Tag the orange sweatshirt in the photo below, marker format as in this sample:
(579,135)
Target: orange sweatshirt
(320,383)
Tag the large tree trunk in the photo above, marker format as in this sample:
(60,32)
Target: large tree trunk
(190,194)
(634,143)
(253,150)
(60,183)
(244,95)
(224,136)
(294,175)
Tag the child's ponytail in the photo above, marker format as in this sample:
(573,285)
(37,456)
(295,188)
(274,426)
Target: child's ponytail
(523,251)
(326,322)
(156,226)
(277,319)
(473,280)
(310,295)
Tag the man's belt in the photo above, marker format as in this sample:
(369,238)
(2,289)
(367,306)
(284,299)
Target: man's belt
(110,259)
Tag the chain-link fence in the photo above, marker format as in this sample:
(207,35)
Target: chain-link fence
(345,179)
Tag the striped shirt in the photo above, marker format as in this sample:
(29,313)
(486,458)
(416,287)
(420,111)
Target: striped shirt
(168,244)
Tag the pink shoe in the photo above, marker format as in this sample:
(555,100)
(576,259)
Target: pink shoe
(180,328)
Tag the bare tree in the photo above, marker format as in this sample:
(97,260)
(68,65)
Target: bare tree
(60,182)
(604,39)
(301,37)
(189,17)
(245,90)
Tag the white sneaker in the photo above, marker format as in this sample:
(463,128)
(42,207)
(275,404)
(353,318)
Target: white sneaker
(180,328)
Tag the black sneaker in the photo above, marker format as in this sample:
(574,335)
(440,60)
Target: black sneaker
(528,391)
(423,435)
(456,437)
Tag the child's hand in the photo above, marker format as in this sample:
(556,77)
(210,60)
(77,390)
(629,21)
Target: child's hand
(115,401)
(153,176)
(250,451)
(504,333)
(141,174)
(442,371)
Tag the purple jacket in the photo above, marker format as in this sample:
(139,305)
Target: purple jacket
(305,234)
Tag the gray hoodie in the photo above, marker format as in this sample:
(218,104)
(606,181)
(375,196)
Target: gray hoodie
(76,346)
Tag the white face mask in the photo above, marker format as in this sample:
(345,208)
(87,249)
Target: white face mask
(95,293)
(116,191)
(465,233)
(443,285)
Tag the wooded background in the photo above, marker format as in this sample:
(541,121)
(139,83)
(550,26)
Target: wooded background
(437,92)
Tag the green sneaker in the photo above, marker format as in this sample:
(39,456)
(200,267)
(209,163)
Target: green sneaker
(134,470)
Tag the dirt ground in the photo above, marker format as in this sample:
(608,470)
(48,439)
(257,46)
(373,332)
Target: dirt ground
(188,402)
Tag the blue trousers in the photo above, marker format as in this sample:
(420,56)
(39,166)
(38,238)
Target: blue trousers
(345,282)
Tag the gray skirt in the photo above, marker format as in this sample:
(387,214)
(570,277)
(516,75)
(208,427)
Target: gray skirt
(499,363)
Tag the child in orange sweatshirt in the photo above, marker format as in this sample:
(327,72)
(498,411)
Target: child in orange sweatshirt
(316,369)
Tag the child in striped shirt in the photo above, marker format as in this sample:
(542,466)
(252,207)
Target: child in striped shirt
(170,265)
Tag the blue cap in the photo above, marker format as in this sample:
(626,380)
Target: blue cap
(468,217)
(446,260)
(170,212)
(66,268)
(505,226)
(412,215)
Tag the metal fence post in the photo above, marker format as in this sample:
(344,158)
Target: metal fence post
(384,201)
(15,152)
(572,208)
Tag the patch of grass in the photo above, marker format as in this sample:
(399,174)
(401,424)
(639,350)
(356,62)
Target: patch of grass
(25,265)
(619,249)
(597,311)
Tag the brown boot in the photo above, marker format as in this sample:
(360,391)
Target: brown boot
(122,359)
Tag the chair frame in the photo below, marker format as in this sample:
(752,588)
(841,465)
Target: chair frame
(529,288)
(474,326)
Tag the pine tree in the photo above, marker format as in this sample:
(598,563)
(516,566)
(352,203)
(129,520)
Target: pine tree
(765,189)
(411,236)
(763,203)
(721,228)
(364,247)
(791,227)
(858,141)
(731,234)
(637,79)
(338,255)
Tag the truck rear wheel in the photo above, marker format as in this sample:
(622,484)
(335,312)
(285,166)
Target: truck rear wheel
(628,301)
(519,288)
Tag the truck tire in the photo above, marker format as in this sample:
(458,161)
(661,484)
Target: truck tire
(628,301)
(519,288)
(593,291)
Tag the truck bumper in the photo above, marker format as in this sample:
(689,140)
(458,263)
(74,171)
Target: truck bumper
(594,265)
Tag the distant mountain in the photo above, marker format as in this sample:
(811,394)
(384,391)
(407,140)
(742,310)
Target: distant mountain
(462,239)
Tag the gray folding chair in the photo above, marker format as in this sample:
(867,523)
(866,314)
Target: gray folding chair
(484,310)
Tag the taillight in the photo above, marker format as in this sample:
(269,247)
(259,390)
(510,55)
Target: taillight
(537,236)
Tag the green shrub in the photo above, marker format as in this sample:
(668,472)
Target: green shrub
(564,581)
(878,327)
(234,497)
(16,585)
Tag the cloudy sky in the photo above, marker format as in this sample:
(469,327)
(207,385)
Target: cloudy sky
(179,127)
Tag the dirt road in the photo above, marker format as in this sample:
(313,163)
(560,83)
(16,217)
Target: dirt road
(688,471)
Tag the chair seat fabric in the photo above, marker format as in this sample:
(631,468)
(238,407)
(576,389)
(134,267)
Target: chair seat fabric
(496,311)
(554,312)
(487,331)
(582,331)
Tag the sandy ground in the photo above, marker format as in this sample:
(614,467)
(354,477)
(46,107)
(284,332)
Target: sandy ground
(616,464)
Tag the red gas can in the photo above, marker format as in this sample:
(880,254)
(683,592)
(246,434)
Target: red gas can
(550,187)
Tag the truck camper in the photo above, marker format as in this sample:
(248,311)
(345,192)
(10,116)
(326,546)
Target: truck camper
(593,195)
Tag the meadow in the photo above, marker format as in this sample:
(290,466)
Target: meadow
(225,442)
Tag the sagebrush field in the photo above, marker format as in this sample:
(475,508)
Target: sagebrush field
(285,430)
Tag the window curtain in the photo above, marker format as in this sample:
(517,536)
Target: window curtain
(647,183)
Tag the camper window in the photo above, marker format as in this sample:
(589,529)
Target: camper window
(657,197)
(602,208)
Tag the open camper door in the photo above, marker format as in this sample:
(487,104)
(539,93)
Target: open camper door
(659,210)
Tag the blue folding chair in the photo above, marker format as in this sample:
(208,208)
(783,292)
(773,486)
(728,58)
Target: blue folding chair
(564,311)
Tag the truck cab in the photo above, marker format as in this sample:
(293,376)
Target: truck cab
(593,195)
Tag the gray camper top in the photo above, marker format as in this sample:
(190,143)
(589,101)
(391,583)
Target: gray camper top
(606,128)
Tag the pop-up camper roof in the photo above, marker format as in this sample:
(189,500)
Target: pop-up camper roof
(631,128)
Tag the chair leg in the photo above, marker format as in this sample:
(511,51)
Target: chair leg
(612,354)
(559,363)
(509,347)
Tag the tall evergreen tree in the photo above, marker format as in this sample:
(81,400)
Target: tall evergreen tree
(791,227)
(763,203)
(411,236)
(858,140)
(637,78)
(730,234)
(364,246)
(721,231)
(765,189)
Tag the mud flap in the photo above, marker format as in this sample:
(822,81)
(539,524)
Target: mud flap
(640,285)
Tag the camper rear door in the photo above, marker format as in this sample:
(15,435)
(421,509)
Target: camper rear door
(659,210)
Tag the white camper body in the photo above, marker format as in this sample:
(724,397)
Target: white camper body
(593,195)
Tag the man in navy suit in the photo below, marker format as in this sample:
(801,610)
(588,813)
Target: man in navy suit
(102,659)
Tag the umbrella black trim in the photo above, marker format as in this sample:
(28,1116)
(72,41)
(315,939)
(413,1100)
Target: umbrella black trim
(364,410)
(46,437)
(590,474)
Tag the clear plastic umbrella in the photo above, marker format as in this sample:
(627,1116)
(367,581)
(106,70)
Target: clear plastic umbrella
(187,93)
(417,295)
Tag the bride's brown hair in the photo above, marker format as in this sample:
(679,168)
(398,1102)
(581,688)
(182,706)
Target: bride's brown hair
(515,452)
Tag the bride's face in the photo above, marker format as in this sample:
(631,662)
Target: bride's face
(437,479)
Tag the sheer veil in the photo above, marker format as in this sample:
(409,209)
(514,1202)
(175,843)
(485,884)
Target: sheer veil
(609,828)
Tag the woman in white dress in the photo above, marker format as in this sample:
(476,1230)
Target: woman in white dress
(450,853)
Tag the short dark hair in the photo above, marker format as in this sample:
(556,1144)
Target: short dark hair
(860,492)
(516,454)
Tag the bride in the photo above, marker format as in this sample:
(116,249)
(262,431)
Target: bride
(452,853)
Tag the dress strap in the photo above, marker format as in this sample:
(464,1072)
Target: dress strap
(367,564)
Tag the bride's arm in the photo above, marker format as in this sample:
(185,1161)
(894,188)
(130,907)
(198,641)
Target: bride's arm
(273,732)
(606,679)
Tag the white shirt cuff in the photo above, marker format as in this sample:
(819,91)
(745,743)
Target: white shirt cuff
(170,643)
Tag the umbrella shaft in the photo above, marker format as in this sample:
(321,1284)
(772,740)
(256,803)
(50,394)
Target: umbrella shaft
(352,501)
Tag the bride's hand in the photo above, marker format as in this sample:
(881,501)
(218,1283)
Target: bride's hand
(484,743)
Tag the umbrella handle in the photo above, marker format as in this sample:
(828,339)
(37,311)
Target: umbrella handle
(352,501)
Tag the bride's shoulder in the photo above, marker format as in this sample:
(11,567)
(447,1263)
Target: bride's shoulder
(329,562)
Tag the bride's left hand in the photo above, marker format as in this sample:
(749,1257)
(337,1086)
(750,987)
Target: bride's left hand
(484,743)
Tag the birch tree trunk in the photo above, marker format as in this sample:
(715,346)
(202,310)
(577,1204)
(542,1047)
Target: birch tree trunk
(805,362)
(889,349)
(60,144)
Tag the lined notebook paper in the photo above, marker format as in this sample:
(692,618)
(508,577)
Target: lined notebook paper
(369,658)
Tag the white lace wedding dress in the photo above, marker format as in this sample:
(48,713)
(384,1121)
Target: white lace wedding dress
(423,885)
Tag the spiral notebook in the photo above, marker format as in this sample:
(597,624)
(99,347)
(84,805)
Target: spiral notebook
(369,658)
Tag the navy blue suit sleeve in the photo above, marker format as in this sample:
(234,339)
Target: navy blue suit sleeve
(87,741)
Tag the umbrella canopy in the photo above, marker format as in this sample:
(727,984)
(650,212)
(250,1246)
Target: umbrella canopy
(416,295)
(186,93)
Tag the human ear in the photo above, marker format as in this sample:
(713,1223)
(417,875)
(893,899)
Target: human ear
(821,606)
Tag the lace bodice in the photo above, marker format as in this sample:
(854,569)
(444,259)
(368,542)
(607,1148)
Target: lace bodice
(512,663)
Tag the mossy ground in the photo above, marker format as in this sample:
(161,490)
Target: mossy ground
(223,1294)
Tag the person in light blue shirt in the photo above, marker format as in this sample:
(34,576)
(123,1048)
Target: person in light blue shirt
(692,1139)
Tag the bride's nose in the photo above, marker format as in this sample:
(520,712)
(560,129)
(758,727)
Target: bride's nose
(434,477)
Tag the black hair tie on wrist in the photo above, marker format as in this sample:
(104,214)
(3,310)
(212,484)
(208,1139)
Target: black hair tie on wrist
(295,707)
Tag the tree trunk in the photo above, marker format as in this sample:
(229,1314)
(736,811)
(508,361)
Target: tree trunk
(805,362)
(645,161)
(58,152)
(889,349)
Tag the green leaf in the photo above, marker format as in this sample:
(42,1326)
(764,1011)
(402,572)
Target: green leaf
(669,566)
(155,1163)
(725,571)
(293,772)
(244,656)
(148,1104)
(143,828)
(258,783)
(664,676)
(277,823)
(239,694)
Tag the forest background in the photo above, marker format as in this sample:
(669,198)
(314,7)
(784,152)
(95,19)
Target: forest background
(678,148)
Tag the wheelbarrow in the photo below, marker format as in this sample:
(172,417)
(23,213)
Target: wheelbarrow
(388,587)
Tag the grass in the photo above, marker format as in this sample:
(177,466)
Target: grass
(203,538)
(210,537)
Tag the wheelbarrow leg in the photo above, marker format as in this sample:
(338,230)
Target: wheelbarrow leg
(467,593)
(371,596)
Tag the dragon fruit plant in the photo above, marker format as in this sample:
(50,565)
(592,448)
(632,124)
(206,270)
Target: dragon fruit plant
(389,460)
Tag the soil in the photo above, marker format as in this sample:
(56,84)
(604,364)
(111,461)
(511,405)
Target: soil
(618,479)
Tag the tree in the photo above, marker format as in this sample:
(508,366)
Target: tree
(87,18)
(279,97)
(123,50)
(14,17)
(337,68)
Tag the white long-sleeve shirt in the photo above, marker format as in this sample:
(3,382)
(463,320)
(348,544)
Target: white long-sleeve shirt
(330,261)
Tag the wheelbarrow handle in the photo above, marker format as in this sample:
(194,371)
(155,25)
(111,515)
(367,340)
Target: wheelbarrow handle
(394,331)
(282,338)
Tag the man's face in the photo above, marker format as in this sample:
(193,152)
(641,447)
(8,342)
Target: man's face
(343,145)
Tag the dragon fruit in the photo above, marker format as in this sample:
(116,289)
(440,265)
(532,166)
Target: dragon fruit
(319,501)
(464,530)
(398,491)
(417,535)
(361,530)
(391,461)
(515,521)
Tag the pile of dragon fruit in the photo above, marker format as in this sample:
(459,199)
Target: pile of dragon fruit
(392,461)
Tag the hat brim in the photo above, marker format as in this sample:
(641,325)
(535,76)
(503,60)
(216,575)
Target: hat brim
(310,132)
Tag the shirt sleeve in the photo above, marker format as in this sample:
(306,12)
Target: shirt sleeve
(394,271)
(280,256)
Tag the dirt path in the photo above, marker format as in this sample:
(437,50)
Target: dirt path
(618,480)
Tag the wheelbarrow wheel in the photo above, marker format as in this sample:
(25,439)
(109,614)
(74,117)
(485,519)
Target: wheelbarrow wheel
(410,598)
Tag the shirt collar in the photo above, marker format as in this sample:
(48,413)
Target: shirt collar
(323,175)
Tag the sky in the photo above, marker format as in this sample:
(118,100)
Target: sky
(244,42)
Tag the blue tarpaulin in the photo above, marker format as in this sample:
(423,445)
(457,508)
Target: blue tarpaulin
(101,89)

# [Your instructions]
Please return every line of the material above that includes "below".

# [Solution]
Tag the orange sweatshirt in the photo below, marker format as in this sample:
Tag the chair frame in the photo below, marker format as in this sample:
Tag the man in navy suit in the photo below, marker format as in this sample:
Tag the wheelbarrow in the photo below, marker format as in this sample:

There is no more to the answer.